== Records for processing

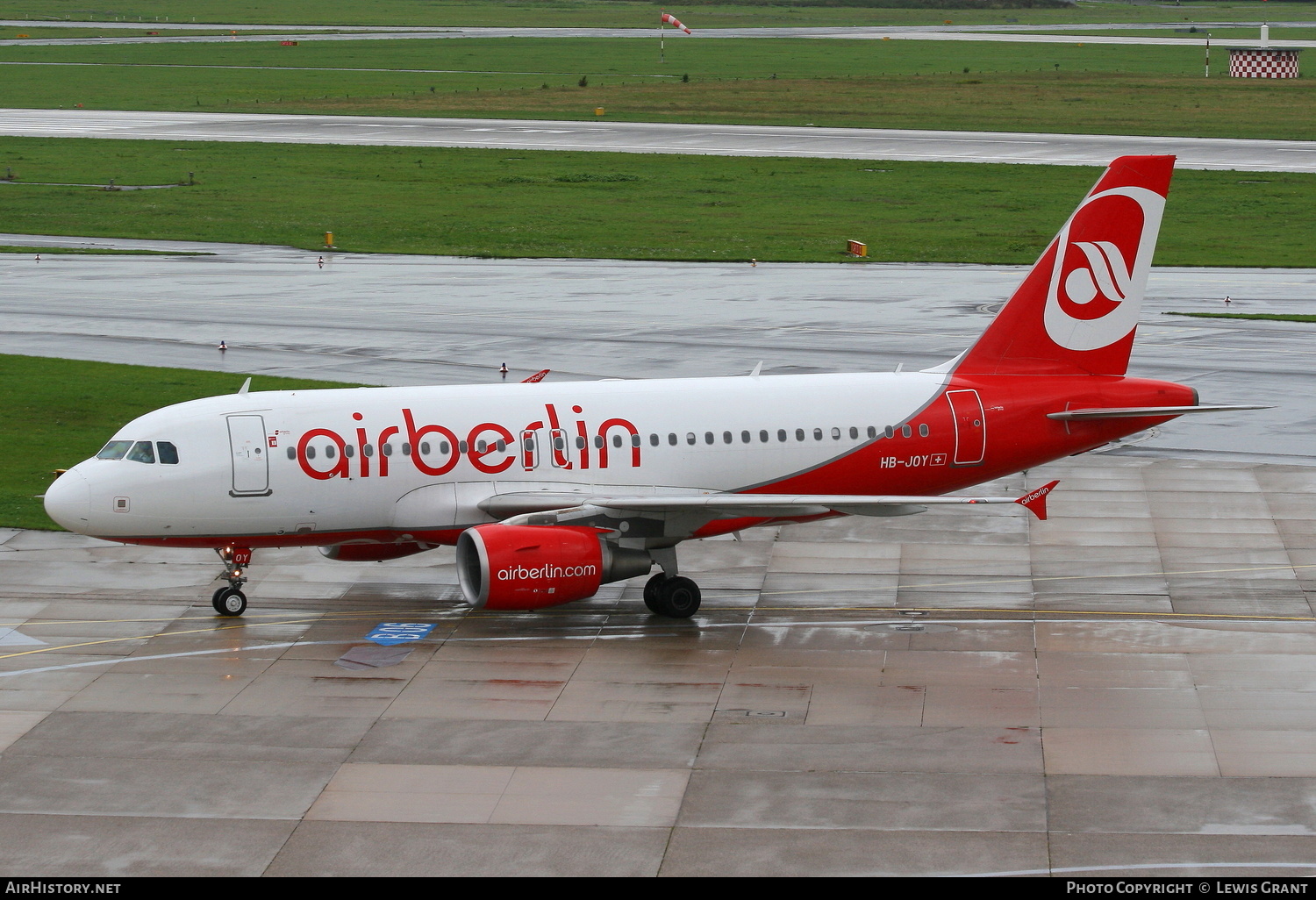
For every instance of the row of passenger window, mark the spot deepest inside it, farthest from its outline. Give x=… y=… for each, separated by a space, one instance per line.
x=139 y=452
x=782 y=436
x=618 y=441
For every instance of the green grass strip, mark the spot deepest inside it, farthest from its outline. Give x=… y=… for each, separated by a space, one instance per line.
x=632 y=13
x=57 y=412
x=512 y=203
x=1271 y=318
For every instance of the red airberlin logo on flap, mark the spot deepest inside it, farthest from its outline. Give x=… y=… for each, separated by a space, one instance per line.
x=1100 y=266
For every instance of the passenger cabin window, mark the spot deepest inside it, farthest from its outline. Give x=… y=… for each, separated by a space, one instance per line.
x=142 y=452
x=115 y=450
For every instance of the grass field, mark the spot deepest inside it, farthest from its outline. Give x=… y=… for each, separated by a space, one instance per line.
x=1068 y=89
x=95 y=252
x=624 y=13
x=505 y=203
x=1266 y=318
x=57 y=412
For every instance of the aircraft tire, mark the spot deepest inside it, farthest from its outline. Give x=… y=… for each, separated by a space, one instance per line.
x=678 y=597
x=229 y=602
x=653 y=589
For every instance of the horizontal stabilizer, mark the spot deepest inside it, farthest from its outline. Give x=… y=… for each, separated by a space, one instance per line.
x=1139 y=412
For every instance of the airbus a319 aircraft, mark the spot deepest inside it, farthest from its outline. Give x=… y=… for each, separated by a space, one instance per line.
x=549 y=489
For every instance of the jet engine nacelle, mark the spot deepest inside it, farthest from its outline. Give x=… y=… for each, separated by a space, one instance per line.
x=374 y=552
x=534 y=566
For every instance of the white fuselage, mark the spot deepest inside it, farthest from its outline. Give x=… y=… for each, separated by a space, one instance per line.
x=318 y=466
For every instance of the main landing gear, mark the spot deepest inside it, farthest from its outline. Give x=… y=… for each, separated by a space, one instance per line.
x=673 y=596
x=231 y=600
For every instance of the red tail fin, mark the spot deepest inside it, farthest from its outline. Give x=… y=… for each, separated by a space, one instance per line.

====

Please output the line that contains "For every instance of the passenger" and every line after it in the entries above, exactly, and nothing more.

For every instance of the passenger cabin window, mark the spot deepest inside it, farthest from its outline. Give x=… y=… for each, separated by a space, one instance per line.
x=142 y=452
x=115 y=450
For every instance of the grass field, mark the spot deepest inside it, farthest from its outline. Give x=… y=… for each, separated by a space, one instance per line.
x=1068 y=89
x=95 y=252
x=624 y=13
x=505 y=203
x=1266 y=318
x=57 y=412
For every instance of the aircraft tire, mark the spot deepest inside it, farthest from its outline. Give x=… y=… for each, separated by a space, one instance per line.
x=678 y=597
x=229 y=602
x=653 y=589
For every instance of the horizontal stabilizer, mark the spot deepest inside it, farthest from its outline. Give x=… y=… for each, separated by a space, one instance per line.
x=1139 y=412
For every instance of the airbus a319 aircraft, mark the spot deepest inside it, farthest from its outline. Give x=… y=… for each, separated by a space, one instance per line.
x=549 y=489
For every instance of the jet engine nacelle, mark the spot deepest inside it, farthest from its outline. Give x=… y=… for each, separated by a space, one instance per line.
x=374 y=552
x=534 y=566
For every instance of the white fuselage, mark the spot deepest inside it, farthest from its outline. Give x=… y=… for each, separated by a space, one instance per line.
x=318 y=466
For every instance of the main landing gear, mark the spot deepest inside it, farthest from its outline. Give x=… y=… for each, separated by a space, one instance per line.
x=673 y=596
x=231 y=600
For every instance of the red tail fin, mark the spot deepest inside it, farthest from its outline. Give x=… y=… for each, separated by a space, one instance per line.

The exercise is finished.